> TUGAS ANDA:
a: Terjemahkan ke dalam bahasa Inggris kalimat berikut dari teks tentang bencana: "Bantuan yang diberikan berupa pangan, penampungan darurat, kesehatan dan pengatasan krisis."
b: Tulis ulang tanpa perubahan bagian teks tentang bencana mulai dari "Bencana yang terjadi tentunya" sampai dengan "menghadapi ancaman bahaya.".
─── KUTIPAN TEKS
Senin, 05 Desember 2011

MEMAHAMI BENCANA DAN DAMPAK PSIKOLOGISNYA


MEMAHAMI BENCANA DAN DAMPAK PSIKOLOGISNYA

Bencana
            Saat ini banyak sekali terjadi bencana yang melanda negara Indonesia ini. Dalam tahun 2011 ini sudah sering terjadi bencana baik dalam skala kecil maupun dalam skala yang besar. Bila kita telaah, bencana dapat diartikan sebagai peristiwa atau rangkaian peristiwa yang mengancam dan mengganggu kehidupan dan penghidupan masyarakat yang disebabkan oleh faktor alam dan/atau faktor nonalam maupun faktor manusia sehingga mengakibatkan timbulnya korban jiwa manusia, kerusakan lingkungan, kerugian harta benda, dan dampak psikologis.
            Bencana yang terjadi tentunya membawa resiko tersendiri bagi kehidupan dan menjurus dalam berbagai aspek. Potensi kerugian yang ditimbulkan akibat bencana pada suatu wilayah dan kurun waktu tertentu yang dapat berupa :
1.      Kematian
2.      Luka, sakit
3.      Jiwa terancam
4.      Hilangnya rasa aman
5.      Pengungsian
6.      Kerusakan atau kehilangan harta, dan
7.      Gangguan kegiatan masyarakat
Faktor-faktor utama yang menyebabkan bencana tersebut menimbulkan banyak korban dan kerugian yang besar adalah :
1.      Kurangnya pemahaman terhadap karakteristik bahaya (hazards).
2.      Sikap atau perilaku yang mengakibatkan penurunan kualitas sumber daya alam (vulnerability).
3.      Kurangnya informasi/peringatan dini (earky warning) yang menyebabkan ketidaksiapan.
4.      Ketidakberdayaan/ketidakmampuan dalam menghadapi ancaman bahaya.
Dari faktor-faktor terebut sudah seharusnya masyarakat memiliki kesadaran untuk menanggulangi bencana yang terjadi dengan cara :
1.      Paradigma Relief
Yang dimaksud dengan paradigma relief adalah penanggulangan bencana yang lebih bersifat bantuan dan kedaruratan dengan tujuan untuk menekan tingkat kerugian serta lebih cepat dalam memulihkan kerusakan yang terjadi. Bantuan yang diberikan berupa pangan, penampungan darurat, kesehatan dan pengatasan krisis.
2.      Paradigma Mitigasi
Paradigma mitigasi lebih diarahkan  pada identifikasi berupa pengenalan terhadap pola-pola yang dapat menimbulkan kerawanan, dan melakukan kegiatan mitigasi yang bersifat struktural maupun nonstruktural seperti penataan ruang, building code dan sebagainya.
──────
─── DAFTAR CATATAN
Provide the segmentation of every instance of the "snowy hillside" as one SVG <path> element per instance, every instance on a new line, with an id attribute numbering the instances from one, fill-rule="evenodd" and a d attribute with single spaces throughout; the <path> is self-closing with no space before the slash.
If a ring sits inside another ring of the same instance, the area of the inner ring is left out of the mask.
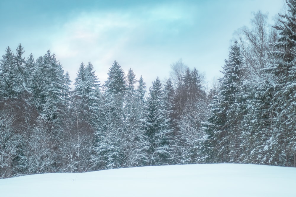
<path id="1" fill-rule="evenodd" d="M 296 196 L 296 168 L 245 164 L 152 166 L 0 180 L 1 196 Z"/>

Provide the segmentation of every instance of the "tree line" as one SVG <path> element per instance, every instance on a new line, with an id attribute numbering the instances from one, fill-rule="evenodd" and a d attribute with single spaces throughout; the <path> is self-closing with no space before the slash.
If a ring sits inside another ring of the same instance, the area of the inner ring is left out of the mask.
<path id="1" fill-rule="evenodd" d="M 180 60 L 146 93 L 115 61 L 101 84 L 90 62 L 74 82 L 48 51 L 20 44 L 0 61 L 0 177 L 147 165 L 296 166 L 296 1 L 271 28 L 254 14 L 207 91 Z"/>

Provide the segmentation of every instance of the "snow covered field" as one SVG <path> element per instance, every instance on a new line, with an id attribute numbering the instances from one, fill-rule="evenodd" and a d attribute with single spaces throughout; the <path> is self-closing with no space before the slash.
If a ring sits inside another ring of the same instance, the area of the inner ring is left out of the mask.
<path id="1" fill-rule="evenodd" d="M 296 168 L 245 164 L 141 167 L 0 180 L 1 196 L 296 196 Z"/>

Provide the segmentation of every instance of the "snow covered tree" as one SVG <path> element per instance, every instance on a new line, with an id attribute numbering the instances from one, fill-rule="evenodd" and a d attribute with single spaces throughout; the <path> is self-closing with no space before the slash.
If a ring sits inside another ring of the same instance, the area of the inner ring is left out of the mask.
<path id="1" fill-rule="evenodd" d="M 124 163 L 120 147 L 124 129 L 124 101 L 126 87 L 124 73 L 116 61 L 108 74 L 104 86 L 103 125 L 96 134 L 97 158 L 95 163 L 99 163 L 101 168 L 112 168 L 121 167 Z"/>
<path id="2" fill-rule="evenodd" d="M 277 103 L 278 115 L 276 129 L 266 149 L 273 152 L 269 163 L 296 166 L 296 1 L 286 1 L 286 13 L 279 14 L 279 24 L 274 26 L 279 38 L 271 44 L 276 50 L 269 53 L 274 61 L 267 69 L 275 79 L 273 99 Z"/>
<path id="3" fill-rule="evenodd" d="M 241 133 L 237 129 L 239 117 L 236 116 L 242 114 L 241 101 L 238 99 L 241 92 L 242 64 L 236 42 L 231 47 L 228 59 L 225 60 L 219 92 L 210 105 L 211 114 L 206 131 L 208 137 L 204 146 L 207 152 L 205 157 L 209 157 L 207 159 L 211 162 L 229 162 L 240 153 Z"/>
<path id="4" fill-rule="evenodd" d="M 11 111 L 0 111 L 0 178 L 11 177 L 18 172 L 17 159 L 22 137 L 14 126 L 15 121 Z"/>
<path id="5" fill-rule="evenodd" d="M 149 89 L 142 123 L 150 144 L 148 165 L 168 165 L 172 162 L 170 152 L 173 149 L 170 147 L 169 141 L 171 130 L 166 122 L 163 98 L 162 84 L 157 77 Z"/>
──────
> KUNCI JAWABAN:
a: The assistance provided takes the form of food, emergency shelter, health care, and crisis management.

b:
Bencana yang terjadi tentunya membawa resiko tersendiri bagi kehidupan dan menjurus dalam berbagai aspek. Potensi kerugian yang ditimbulkan akibat bencana pada suatu wilayah dan kurun waktu tertentu yang dapat berupa :
1.      Kematian
2.      Luka, sakit
3.      Jiwa terancam
4.      Hilangnya rasa aman
5.      Pengungsian
6.      Kerusakan atau kehilangan harta, dan
7.      Gangguan kegiatan masyarakat
Faktor-faktor utama yang menyebabkan bencana tersebut menimbulkan banyak korban dan kerugian yang besar adalah :
1.      Kurangnya pemahaman terhadap karakteristik bahaya (hazards).
2.      Sikap atau perilaku yang mengakibatkan penurunan kualitas sumber daya alam (vulnerability).
3.      Kurangnya informasi/peringatan dini (earky warning) yang menyebabkan ketidaksiapan.
4.      Ketidakberdayaan/ketidakmampuan dalam menghadapi ancaman bahaya.